▸ PASSAGE GIVEN:
* * *

In the factory of the future, everything is illuminated.
It is gleaming white -- a shining, interconnected web of information and production. The whole facility hums in quiet efficiency as smart machines collaborate with each other, with a global team of savvy workers, with customers and clients, intelligent analytics and dynamic systems all across the farthest extremes of the supply chain.
The factory of the future -- the smart factory -- is a paradise of efficiency where defect and downtime, waste and waiting are long forgotten issues of a long forgotten age. In it, plant managers and CIOs scheme together in a seamless blend of data and production, of IT and manufacturing, to illuminate every turn of every machine, every cut of every blade, every move of every piece in its global dance to delivery.
See Also: Manufacturing Industry Technology News & Trends
That future factory represents the absolute pinnacle of technological and manufacturing development, a perfect integration of high-tech tools and high-tech workers that shines in stark contrast to the dark and dirty image of manufacturing in centuries past.
It’s a nice dream, that future. And it is a dream that, however fantastic, is much closer to reality than you think.

* * *

▸ STORED RECORDS:

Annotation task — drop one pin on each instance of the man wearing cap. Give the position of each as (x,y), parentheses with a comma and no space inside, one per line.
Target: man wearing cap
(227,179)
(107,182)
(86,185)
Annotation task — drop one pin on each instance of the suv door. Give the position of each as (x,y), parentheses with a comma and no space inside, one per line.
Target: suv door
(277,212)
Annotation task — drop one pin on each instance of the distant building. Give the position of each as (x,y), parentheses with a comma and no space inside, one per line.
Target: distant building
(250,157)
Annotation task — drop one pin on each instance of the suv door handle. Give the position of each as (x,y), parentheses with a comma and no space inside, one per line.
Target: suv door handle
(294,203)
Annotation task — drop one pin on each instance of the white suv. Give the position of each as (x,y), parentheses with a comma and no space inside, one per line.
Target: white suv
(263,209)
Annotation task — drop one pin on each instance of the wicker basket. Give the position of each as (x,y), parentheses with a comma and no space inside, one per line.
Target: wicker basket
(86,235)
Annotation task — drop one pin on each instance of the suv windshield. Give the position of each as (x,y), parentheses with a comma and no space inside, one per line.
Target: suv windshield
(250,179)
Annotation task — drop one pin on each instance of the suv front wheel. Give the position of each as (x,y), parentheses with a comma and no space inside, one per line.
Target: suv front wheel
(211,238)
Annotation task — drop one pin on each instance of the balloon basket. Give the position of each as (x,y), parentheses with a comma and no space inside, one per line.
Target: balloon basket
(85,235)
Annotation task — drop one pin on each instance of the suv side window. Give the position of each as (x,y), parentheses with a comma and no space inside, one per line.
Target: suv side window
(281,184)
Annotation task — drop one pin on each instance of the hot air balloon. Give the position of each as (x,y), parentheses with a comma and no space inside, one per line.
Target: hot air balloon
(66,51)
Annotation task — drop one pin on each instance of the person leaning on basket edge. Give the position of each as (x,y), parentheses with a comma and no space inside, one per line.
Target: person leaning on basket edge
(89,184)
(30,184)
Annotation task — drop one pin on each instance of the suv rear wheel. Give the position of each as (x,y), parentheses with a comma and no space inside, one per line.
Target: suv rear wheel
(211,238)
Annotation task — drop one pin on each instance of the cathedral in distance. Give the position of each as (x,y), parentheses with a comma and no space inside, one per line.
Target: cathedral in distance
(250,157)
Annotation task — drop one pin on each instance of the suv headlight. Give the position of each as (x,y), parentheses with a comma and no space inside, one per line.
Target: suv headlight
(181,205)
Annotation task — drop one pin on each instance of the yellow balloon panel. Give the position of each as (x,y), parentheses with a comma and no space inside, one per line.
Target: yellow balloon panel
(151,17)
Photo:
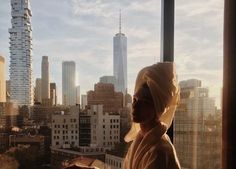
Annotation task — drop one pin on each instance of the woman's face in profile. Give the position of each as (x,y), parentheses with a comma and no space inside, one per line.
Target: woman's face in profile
(143,109)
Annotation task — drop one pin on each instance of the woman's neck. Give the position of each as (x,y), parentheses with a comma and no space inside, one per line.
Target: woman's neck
(146,127)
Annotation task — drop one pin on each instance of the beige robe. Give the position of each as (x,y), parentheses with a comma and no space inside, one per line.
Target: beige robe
(152,151)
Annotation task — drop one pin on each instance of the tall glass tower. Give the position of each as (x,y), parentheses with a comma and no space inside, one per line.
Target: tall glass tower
(45,84)
(68,83)
(21,53)
(120,60)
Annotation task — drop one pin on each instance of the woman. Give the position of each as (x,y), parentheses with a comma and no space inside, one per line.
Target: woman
(155,99)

* * *

▸ BRIEF A:
Answer these questions using the passage on the smart factory:
(i) What color is the factory of the future said to be?
(ii) Which two groups scheme together in the smart factory?
(iii) What does the future factory shine in stark contrast to?
▸ BRIEF B:
Carry on the passage about the factory of the future from the point where it stops.

▸ FINAL RESULT A:
(i) Gleaming white.
(ii) Plant managers and CIOs.
(iii) The dark and dirty image of manufacturing in centuries past.

▸ FINAL RESULT B:
Siemens Electronic Works
The Siemens (IW 1000/34) Electronic Works facility in Amberg, Germany, is a plant straight out of that dream. The immaculate, 108,000-square-foot high-tech facility vibrates with efficient, digital wonder as its smart machines coordinate the production and global distribution of the company’s Simatic control devices -- a custom, built-to-order process involving more than 1.6 billion components for over 50,000 annual product variations, for which Siemens sources about 10,000 materials from 250 suppliers to make the plant’s 950 different products.
The endless variables and impossibly complex supply chain maze this production process requires far exceed the capabilities of a traditional factory. Just like organizing its material flow, sequencing its processes or even just intelligently scheduling its 1,100 employees to meet the requirements of an ever-changing job is beyond the capabilities of any single technology or any single tool.
And yet, according to a Gartner Industry Research study conducted on the plant in 2010, the Amberg factory only records about 15 defects per million and enjoys a 99% reliability rate and 100% traceability on its expansive lines.
The key to making this magic work, and the trick to making all future smart factories work, is creating a dense mesh of technologies that are integrated and cooperating into a smarter, more efficient whole.
The Technologies of Smart Integration
“The future of smart manufacturing is today,” says Helmuth Ludwig, CEO, Siemens Industry Sector, North America.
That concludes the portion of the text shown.